→ **Your goal**: Output the listing in full. Every line stays exactly as it is.

→ **Provided entries**:
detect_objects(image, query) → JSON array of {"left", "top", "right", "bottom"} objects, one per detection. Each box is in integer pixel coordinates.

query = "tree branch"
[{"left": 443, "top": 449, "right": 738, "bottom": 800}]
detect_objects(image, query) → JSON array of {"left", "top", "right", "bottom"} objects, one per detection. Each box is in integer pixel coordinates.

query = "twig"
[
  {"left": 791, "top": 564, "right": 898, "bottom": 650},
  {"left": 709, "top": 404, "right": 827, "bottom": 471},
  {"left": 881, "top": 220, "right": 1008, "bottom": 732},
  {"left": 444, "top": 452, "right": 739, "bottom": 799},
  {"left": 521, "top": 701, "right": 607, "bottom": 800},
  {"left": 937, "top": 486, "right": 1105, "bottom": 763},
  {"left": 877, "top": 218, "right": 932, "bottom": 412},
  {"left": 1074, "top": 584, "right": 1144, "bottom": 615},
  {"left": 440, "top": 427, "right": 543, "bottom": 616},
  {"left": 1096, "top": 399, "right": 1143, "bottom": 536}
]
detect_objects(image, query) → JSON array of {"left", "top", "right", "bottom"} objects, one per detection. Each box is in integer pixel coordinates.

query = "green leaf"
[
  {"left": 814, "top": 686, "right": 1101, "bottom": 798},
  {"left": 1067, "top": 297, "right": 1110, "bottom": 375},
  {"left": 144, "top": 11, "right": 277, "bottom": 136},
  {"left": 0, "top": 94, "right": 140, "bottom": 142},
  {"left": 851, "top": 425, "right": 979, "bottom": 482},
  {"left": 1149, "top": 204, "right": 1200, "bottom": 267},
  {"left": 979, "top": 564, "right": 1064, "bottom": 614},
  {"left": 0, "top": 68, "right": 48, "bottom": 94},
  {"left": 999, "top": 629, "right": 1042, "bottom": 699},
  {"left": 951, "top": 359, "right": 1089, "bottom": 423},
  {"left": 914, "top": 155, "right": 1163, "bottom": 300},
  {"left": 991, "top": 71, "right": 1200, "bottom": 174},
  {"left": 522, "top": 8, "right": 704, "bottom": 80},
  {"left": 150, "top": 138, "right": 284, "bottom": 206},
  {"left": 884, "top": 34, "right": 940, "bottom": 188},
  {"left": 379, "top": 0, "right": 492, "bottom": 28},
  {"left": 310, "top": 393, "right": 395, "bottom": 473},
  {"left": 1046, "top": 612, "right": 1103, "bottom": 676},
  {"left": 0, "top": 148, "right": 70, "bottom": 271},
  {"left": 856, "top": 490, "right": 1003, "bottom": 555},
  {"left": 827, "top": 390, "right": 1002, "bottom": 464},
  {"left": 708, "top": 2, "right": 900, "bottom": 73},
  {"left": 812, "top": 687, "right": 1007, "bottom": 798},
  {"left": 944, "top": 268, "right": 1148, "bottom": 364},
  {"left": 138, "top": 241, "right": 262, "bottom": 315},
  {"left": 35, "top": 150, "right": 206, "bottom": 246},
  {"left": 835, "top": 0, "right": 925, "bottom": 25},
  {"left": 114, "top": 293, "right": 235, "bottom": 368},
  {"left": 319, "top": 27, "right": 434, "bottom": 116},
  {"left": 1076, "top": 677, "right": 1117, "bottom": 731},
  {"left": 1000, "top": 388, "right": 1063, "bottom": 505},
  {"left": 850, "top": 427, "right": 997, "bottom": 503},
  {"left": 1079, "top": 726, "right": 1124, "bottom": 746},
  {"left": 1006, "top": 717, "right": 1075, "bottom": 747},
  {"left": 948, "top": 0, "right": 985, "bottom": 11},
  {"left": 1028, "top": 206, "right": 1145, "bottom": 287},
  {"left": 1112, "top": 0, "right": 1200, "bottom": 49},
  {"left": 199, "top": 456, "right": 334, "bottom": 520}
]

→ **Result for this task**:
detect_objects(image, query) → JSON array of {"left", "top", "right", "bottom"} objects, one per detection. Each box is in integer pixel coordinates.

query = "tree branch"
[{"left": 443, "top": 449, "right": 738, "bottom": 800}]
detect_objects(image, query) → JSON array of {"left", "top", "right", "bottom"} objects, one per detection. Each box is in integer pixel coordinates.

query = "twig"
[
  {"left": 791, "top": 564, "right": 898, "bottom": 650},
  {"left": 709, "top": 404, "right": 827, "bottom": 471},
  {"left": 881, "top": 220, "right": 1008, "bottom": 732},
  {"left": 444, "top": 452, "right": 739, "bottom": 799},
  {"left": 521, "top": 701, "right": 607, "bottom": 800},
  {"left": 937, "top": 486, "right": 1105, "bottom": 763},
  {"left": 877, "top": 218, "right": 932, "bottom": 412},
  {"left": 1074, "top": 584, "right": 1144, "bottom": 615},
  {"left": 440, "top": 427, "right": 543, "bottom": 616},
  {"left": 1096, "top": 399, "right": 1143, "bottom": 536}
]
detect_objects(image, query) → JSON array of {"left", "top", "right", "bottom"} objects, one per detection. Each box is in integer pixel coordinates.

query = "green leaf"
[
  {"left": 814, "top": 686, "right": 1101, "bottom": 798},
  {"left": 1067, "top": 297, "right": 1110, "bottom": 375},
  {"left": 144, "top": 11, "right": 277, "bottom": 136},
  {"left": 0, "top": 94, "right": 140, "bottom": 142},
  {"left": 851, "top": 425, "right": 979, "bottom": 482},
  {"left": 1149, "top": 204, "right": 1200, "bottom": 267},
  {"left": 979, "top": 564, "right": 1064, "bottom": 614},
  {"left": 0, "top": 68, "right": 48, "bottom": 94},
  {"left": 999, "top": 629, "right": 1042, "bottom": 699},
  {"left": 951, "top": 359, "right": 1089, "bottom": 423},
  {"left": 914, "top": 155, "right": 1163, "bottom": 300},
  {"left": 991, "top": 71, "right": 1200, "bottom": 174},
  {"left": 522, "top": 8, "right": 704, "bottom": 80},
  {"left": 150, "top": 138, "right": 284, "bottom": 206},
  {"left": 884, "top": 34, "right": 940, "bottom": 188},
  {"left": 379, "top": 0, "right": 492, "bottom": 28},
  {"left": 310, "top": 393, "right": 395, "bottom": 473},
  {"left": 1046, "top": 612, "right": 1103, "bottom": 676},
  {"left": 0, "top": 148, "right": 70, "bottom": 271},
  {"left": 856, "top": 490, "right": 1003, "bottom": 555},
  {"left": 827, "top": 390, "right": 1002, "bottom": 464},
  {"left": 708, "top": 2, "right": 900, "bottom": 73},
  {"left": 812, "top": 687, "right": 1007, "bottom": 798},
  {"left": 944, "top": 268, "right": 1148, "bottom": 364},
  {"left": 138, "top": 241, "right": 262, "bottom": 315},
  {"left": 35, "top": 150, "right": 206, "bottom": 246},
  {"left": 835, "top": 0, "right": 925, "bottom": 25},
  {"left": 114, "top": 293, "right": 235, "bottom": 368},
  {"left": 319, "top": 27, "right": 434, "bottom": 116},
  {"left": 1076, "top": 677, "right": 1117, "bottom": 731},
  {"left": 1000, "top": 388, "right": 1063, "bottom": 505},
  {"left": 850, "top": 427, "right": 997, "bottom": 503},
  {"left": 1079, "top": 726, "right": 1124, "bottom": 746},
  {"left": 1006, "top": 717, "right": 1075, "bottom": 747},
  {"left": 948, "top": 0, "right": 985, "bottom": 11},
  {"left": 1028, "top": 206, "right": 1145, "bottom": 287},
  {"left": 1112, "top": 0, "right": 1200, "bottom": 49},
  {"left": 199, "top": 456, "right": 334, "bottom": 520}
]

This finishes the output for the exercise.